▶ [ЦИТИРУЕМЫЙ ОТРЫВОК]:
----

Концерт я начал песней «Саулемай». Да иначе и быть не могло! С ней у меня связаны самые дорогие, самые светлые воспоминания о Гани.
Концерт шел в летнем театре. Вечер был очень жаркий, стояла страшная духота, петь было невыносимо трудно.
Выручал меня Алишер. После каждых десяти песен он выступал с комическими рассказами. И пока в зале хохотал народ, я пил ледяную воду, принесенную из арыка.
Я исполнил шестьдесят с лишним песен. Слушатели были довольны, они радовались моему успеху. Но кто-то не выдержал и закричал:
— Довольно, Курманбек! Мы верим, что ты можешь спеть сто одну песню! Довольно! Не мучай себя!
На этом кончился концерт, слушатели разошлись. На другой день Алишер повел меня к врачу. Тот осмотрел мое горло и схватился за голову:
— Вы сорвали свой голос, Курманбек! Так петь, как вы нам пели, теперь вы не сможете! К тому же придется вам долго лечить ваше горло.
Деньги, собранные с концерта, жадные люди растратили. В Чимкенте не воздвигли памятник Гани Муратбаеву. Тогда я действительно и потерял голос. Доктор был прав… Петь так, как я пел, я уже не смог. Пришлось перейти на режиссерскую работу.
Вот что рассказал мне летом 1945 года художественный руководитель Театра оперы и балета им. Абая знаменитый артист Курманбек Джандарбеков.
А спустя почти двадцать лет он позвонил мне по телефону. Мы встречались с ним редко, и я не сразу узнал его голос.
— Джандарбеков говорит! Курманбек! Здравствуй, ты «Казахстанскую правду» читаешь?
— Читаю.
— Помнишь, я тебе рассказывал про концерт в Чимкенте? Собирал деньги на постройку памятника, но ничего не получилось. Бюрократы помешали.
— Конечно, помню, Курманбек!
— Сейчас в Чимкенте открыли памятник Гани Муратбаеву. В «Казахстанской правде» напечатано. Прочитай! Обязательно! — В голосе Курманбека слышалась радость.
А совсем недавно, в августе нынешнего года, в Москве состоялось открытие памятника Гани Муратбаеву. Вот как оно проходило.
На Ваганьковском кладбище, где в 1925 году был похоронен Гани, собрались представители молодежи всех союзных республик, Москвы, Ленинграда, ветераны партии и комсомола. Среди присутствующих находились первый секретарь ЦК ВЛКСМ Е. Тяжельников и первый секретарь ЦК ЛКСМ Казахстана З. Камалиденов. После траурных речей они подошли к памятнику и перерезали алую ленту. Покрывало упало, и перед глазами собравшихся предстал Гани, высеченный в граните. На постаменте надпись:
«Ответственный секретарь ЦК КСМ Туркестана, член исполкома КИМ. 1902—1925 гг. От комсомольцев и молодежи Казахстана».

----

▶ [ИСХОДНЫЕ ДАННЫЕ]:

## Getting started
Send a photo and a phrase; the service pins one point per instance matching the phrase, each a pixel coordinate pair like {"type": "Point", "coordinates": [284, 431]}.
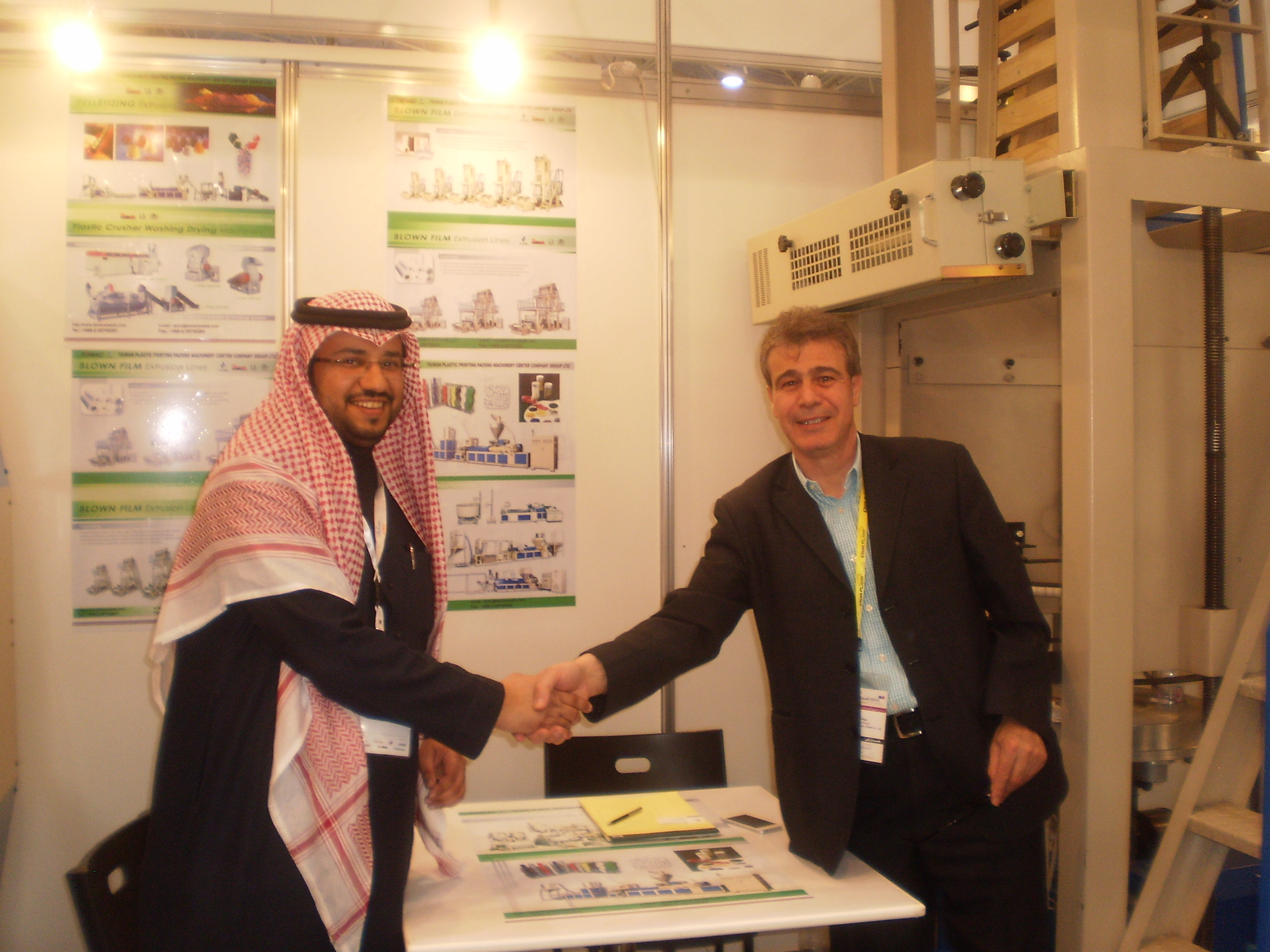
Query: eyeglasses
{"type": "Point", "coordinates": [359, 365]}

----

Подхватите рассказ о памятнике Гани Муратбаеву после надписи на постаменте и продолжите его.

Бахитжан Муратбаева — вдова Гани — не сводила глаз с памятника. Сорок восемь лет назад она похоронила вот здесь, на этом кладбище, своего Гани. Прошло почти полвека, но Бахитжан знала, что Гани будет жить вечно, народ никогда его не забудет!..
Это хорошо знал и Курманбек Джандарбеков.
ОТ «МАЛКАМБАЯ» ДО ШЕКСПИРА
Когда казахское правительство перенесло столицу республики из Оренбурга в Кзыл-Орду, тогда же Наркомпрос решил создать Государственный национальный театр драмы.
После Октябрьской революции появились кружки художественной самодеятельности, в которых талантливая молодежь, соприкасаясь с постановками татарских и русских любителей, пробовала свои силы. Вести об удачных выступлениях казахских певцов на ярмарках разносились далеко по степи. Большую роль сыграла деятельность Затаевича, записывавшего казахские песни. Благодаря ему пастух Амре Кашаубаев попал на этнографический концерт в Париж, где завоевал громкую славу.
Талантливых казахских артистов для будущего театра искали везде, печатали персональные приглашения в газетах, разыскивали через отделы народного образования.
Они приезжали в Кзыл-Орду, где их с нетерпением ожидал нарком просвещения. Но расчеты оказались не совсем точными, людей приехало меньше, чем предполагалось. Это задержало намеченное на осень открытие театра, он открылся только 13 января 1926 года.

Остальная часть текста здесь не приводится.